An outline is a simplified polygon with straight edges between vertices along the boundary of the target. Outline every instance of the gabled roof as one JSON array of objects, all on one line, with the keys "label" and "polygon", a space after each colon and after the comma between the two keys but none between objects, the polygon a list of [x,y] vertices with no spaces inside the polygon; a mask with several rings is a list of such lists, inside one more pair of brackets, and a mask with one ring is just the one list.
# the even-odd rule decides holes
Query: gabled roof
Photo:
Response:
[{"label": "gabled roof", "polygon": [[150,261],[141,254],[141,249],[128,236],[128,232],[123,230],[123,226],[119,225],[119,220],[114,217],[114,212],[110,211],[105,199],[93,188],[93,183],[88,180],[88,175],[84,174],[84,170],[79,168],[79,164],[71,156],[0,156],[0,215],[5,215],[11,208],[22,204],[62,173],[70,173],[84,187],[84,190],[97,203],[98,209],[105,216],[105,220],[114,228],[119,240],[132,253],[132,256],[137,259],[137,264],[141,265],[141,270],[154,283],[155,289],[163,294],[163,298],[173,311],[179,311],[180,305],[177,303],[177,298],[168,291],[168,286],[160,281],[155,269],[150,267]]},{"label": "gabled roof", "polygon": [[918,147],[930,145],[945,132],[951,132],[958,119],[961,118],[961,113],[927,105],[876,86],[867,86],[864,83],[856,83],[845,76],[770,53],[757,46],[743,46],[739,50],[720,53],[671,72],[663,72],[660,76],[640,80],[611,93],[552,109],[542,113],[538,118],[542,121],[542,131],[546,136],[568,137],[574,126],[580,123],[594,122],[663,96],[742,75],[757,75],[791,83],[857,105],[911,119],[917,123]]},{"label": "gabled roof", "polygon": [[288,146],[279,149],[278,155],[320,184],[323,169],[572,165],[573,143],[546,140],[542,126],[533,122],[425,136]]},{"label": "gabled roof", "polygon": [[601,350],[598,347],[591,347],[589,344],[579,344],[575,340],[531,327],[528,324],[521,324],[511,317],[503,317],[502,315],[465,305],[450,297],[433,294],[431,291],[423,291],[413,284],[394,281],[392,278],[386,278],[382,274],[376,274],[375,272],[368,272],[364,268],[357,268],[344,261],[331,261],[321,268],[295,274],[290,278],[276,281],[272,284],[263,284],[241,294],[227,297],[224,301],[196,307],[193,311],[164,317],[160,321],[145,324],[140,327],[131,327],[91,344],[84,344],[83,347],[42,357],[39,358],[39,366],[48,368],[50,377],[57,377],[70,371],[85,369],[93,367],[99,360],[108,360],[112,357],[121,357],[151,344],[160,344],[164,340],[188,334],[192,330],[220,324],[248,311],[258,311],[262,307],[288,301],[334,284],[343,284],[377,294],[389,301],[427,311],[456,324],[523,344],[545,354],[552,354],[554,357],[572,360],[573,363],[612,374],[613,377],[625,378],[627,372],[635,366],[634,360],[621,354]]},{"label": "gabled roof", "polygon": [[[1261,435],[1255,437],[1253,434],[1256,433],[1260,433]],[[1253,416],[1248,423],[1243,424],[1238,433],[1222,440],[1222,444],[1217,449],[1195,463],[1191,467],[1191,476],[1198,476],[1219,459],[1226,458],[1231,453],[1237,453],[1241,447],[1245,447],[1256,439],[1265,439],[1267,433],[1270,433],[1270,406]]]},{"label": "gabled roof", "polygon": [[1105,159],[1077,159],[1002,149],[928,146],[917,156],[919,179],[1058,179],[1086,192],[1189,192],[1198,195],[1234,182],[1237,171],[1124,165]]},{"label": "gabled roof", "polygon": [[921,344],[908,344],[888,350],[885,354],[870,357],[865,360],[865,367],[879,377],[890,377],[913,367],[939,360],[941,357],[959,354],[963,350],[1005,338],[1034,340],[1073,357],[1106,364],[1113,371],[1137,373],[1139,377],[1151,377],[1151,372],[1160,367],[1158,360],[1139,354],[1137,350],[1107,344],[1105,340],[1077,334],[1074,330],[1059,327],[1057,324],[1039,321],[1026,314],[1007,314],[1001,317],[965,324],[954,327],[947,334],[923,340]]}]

* Goal *
How many lines of the records above contain the string "space"? Treat case as significant and reply with the number alone.

* Exercise output *
1